───── 文档正文

编写一段代码,使其必定产生死锁
编写一段代码,使得这段代码必定会产生死锁使用Thread.sleep
以下是一个经典的 Java 死锁实现,通过两个线程互相持有对方需要的锁来确保必定发生死锁:
public class DeadlockDemo {
// 创建两个锁对象
private static final Object lock1 = new Object();
private static final Object lock2 = new Object();
public static void main(String[] args) {
// 线程1:先获取lock1,再尝试获取lock2
Thread thread1 = new Thread(() -> {
synchronized (lock1) {
System.out.println("线程1持有lock1,等待lock2...");
try {
Thread.sleep(10000); // 等个10秒增加死锁概率
} catch (InterruptedException e) {
e.printStackTrace();
}
synchronized (lock2) {
System.out.println("线程1成功获取lock2");
}
}
});
// 线程2:先获取lock2,再尝试获取lock1
Thread thread2 = new Thread(() -> {
synchronized (lock2) {
System.out.println("线程2持有lock2,等待lock1...");
try {
Thread.sleep(10000); // 等个10秒增加死锁概率
} catch (InterruptedException e) {
e.printStackTrace();
}
synchronized (lock1) {
System.out.println("线程2成功获取lock1");
}
}
});
thread1.start();
thread2.start();
try {
thread1.join();
thread2.join();
} catch (InterruptedException e) {
e.printStackTrace();
}
System.out.println("程序正常结束(这行永远不会执行)");
}
}不使用Thread.sleep
可以使用 countDownLatch 来实现死锁,思路为:
[*]新建一个count为2的 CountDownLatch 对象 latch。

──────────
───── 给定信息

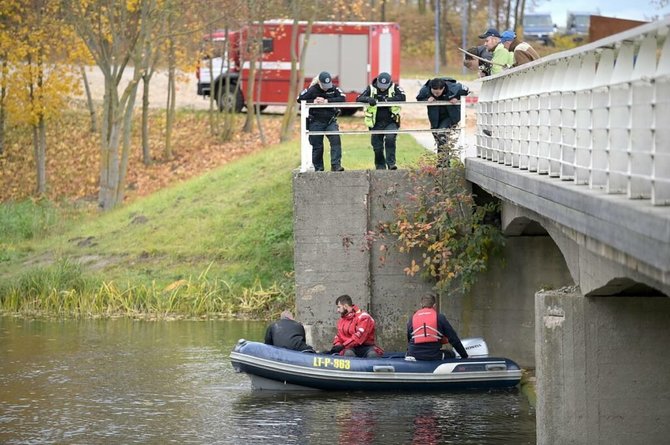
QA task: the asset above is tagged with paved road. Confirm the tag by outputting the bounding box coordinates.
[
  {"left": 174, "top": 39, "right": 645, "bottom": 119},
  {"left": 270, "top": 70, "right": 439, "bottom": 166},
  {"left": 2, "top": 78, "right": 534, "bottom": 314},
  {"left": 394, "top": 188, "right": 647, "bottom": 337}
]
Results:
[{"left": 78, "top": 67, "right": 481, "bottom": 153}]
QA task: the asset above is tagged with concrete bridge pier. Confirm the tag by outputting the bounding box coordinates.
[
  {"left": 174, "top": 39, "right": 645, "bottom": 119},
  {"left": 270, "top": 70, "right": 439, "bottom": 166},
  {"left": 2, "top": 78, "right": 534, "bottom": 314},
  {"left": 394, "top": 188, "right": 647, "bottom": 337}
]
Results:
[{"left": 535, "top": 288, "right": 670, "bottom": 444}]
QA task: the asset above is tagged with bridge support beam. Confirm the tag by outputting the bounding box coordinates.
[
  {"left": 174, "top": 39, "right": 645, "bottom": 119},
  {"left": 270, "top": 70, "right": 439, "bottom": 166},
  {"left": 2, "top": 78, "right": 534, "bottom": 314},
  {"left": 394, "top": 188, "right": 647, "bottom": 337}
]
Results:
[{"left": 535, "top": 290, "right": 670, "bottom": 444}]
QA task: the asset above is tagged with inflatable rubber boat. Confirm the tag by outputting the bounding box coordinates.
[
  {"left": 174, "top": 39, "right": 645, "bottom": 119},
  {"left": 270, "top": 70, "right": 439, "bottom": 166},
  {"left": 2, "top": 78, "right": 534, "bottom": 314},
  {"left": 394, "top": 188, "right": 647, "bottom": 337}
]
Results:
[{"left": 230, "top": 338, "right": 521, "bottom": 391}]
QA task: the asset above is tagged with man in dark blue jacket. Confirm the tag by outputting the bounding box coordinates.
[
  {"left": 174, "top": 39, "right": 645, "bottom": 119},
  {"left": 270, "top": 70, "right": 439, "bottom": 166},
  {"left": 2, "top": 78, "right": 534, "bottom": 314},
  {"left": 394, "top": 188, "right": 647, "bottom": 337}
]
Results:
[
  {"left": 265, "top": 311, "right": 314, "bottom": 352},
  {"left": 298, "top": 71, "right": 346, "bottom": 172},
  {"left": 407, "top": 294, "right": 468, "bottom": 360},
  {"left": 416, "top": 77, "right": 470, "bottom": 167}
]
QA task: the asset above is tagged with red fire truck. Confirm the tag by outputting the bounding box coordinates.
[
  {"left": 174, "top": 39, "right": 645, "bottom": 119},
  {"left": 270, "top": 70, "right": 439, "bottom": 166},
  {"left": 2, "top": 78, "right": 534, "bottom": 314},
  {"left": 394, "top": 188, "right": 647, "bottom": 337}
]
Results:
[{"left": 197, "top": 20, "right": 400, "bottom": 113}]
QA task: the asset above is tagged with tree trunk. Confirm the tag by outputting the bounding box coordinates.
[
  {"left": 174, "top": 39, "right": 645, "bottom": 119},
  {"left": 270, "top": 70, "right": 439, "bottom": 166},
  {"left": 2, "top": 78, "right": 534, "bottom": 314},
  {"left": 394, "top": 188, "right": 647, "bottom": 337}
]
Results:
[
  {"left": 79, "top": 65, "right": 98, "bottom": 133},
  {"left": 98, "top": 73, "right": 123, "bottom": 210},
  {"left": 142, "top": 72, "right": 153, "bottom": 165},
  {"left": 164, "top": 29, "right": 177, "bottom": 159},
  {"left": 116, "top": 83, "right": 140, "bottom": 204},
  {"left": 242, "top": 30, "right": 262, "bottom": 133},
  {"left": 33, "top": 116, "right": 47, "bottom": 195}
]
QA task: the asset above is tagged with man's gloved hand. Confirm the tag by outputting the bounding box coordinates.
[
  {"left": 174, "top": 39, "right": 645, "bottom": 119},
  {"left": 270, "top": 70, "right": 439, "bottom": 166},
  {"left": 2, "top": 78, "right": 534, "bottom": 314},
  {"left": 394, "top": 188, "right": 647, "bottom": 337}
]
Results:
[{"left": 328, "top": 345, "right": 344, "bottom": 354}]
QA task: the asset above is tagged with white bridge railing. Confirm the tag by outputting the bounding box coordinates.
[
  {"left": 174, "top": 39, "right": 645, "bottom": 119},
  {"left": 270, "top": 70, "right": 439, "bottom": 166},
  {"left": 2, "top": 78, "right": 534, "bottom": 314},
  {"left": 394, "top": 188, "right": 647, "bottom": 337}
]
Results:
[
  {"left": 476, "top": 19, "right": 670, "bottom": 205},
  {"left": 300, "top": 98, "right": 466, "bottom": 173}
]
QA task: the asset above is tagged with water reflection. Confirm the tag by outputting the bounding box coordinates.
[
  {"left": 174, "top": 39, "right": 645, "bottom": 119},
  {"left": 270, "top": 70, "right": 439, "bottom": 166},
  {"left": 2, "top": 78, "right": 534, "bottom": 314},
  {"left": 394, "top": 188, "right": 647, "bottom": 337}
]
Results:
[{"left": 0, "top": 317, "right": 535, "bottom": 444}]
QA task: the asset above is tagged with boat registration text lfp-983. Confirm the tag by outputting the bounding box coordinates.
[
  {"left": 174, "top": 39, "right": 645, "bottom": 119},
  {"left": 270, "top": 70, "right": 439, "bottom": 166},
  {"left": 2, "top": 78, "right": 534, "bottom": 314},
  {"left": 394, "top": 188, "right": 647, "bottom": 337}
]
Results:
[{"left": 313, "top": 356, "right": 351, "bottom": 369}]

──────────
───── 给定信息

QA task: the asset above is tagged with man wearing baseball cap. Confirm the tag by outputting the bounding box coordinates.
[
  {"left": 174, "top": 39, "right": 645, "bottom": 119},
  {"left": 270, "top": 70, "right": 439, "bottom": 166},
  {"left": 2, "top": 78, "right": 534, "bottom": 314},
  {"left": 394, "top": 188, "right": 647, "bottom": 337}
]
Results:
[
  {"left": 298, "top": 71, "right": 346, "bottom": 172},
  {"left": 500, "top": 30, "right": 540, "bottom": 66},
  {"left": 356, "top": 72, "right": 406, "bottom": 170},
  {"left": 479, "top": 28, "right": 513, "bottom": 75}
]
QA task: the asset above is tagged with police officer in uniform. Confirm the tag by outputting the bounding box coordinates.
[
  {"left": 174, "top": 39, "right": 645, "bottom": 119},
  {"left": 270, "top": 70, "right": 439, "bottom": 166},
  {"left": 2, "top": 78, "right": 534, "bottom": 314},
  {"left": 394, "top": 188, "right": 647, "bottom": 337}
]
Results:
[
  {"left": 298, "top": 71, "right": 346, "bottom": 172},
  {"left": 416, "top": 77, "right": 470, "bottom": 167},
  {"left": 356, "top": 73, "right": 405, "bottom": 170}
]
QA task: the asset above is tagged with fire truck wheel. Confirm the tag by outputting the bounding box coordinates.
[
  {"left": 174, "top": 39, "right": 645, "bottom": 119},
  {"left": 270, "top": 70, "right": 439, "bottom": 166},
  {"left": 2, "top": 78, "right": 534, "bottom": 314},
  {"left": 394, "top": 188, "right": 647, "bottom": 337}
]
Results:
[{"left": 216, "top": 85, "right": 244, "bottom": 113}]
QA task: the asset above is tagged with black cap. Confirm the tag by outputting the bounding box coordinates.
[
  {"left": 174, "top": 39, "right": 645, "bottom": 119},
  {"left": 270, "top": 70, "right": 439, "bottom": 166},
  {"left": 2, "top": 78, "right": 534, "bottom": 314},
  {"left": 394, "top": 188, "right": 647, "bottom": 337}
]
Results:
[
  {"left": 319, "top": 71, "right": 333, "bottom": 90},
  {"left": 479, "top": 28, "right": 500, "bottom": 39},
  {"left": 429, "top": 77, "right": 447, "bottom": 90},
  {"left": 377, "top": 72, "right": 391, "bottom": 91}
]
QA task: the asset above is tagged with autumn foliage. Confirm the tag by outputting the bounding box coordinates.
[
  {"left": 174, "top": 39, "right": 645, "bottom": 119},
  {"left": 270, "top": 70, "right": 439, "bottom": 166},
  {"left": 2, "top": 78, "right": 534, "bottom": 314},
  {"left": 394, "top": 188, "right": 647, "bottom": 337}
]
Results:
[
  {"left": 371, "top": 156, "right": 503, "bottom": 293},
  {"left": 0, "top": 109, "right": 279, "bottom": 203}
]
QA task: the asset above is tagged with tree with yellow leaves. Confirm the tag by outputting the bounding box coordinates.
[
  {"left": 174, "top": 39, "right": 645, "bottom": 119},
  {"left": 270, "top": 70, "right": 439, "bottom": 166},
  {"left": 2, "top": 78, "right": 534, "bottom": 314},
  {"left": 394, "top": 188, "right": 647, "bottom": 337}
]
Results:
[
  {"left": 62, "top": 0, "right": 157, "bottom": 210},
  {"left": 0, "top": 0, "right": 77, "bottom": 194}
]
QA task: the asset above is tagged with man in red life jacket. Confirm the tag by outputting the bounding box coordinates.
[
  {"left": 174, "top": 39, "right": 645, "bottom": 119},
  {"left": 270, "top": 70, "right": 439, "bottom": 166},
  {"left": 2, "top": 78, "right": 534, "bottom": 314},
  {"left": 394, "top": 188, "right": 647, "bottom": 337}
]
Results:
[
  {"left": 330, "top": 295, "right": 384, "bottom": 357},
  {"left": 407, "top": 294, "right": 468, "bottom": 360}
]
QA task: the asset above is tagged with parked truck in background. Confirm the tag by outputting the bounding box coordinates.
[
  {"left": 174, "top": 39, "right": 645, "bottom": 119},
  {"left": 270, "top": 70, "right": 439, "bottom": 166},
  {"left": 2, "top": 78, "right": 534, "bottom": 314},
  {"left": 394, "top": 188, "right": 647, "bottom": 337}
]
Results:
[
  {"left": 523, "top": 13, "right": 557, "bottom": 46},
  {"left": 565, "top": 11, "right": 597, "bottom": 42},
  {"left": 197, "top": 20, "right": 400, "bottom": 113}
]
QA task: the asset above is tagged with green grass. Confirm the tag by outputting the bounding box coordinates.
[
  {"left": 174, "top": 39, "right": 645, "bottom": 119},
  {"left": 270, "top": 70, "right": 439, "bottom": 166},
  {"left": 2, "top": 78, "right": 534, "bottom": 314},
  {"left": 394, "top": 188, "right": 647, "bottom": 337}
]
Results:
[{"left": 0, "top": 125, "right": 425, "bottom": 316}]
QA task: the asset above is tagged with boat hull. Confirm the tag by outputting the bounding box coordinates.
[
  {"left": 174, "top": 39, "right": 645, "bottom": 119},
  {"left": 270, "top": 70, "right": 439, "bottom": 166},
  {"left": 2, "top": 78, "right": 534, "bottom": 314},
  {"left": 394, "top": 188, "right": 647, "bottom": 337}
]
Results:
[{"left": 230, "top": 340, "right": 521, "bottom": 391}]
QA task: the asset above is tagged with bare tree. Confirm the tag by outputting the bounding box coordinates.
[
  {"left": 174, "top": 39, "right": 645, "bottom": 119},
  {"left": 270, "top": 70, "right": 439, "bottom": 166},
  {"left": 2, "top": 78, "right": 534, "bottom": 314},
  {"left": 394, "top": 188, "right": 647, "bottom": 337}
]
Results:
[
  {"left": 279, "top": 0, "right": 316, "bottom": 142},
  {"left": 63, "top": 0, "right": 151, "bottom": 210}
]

──────────

- 任务要求: 请把上面那篇讲 Java 死锁代码的文档正文从头到尾逐字照录一遍。

- 书面回复:
编写一段代码,使其必定产生死锁
编写一段代码,使得这段代码必定会产生死锁使用Thread.sleep
以下是一个经典的 Java 死锁实现,通过两个线程互相持有对方需要的锁来确保必定发生死锁:
public class DeadlockDemo {
// 创建两个锁对象
private static final Object lock1 = new Object();
private static final Object lock2 = new Object();
public static void main(String[] args) {
// 线程1:先获取lock1,再尝试获取lock2
Thread thread1 = new Thread(() -> {
synchronized (lock1) {
System.out.println("线程1持有lock1,等待lock2...");
try {
Thread.sleep(10000); // 等个10秒增加死锁概率
} catch (InterruptedException e) {
e.printStackTrace();
}
synchronized (lock2) {
System.out.println("线程1成功获取lock2");
}
}
});
// 线程2:先获取lock2,再尝试获取lock1
Thread thread2 = new Thread(() -> {
synchronized (lock2) {
System.out.println("线程2持有lock2,等待lock1...");
try {
Thread.sleep(10000); // 等个10秒增加死锁概率
} catch (InterruptedException e) {
e.printStackTrace();
}
synchronized (lock1) {
System.out.println("线程2成功获取lock1");
}
}
});
thread1.start();
thread2.start();
try {
thread1.join();
thread2.join();
} catch (InterruptedException e) {
e.printStackTrace();
}
System.out.println("程序正常结束(这行永远不会执行)");
}
}不使用Thread.sleep
可以使用 countDownLatch 来实现死锁,思路为:
[*]新建一个count为2的 CountDownLatch 对象 latch。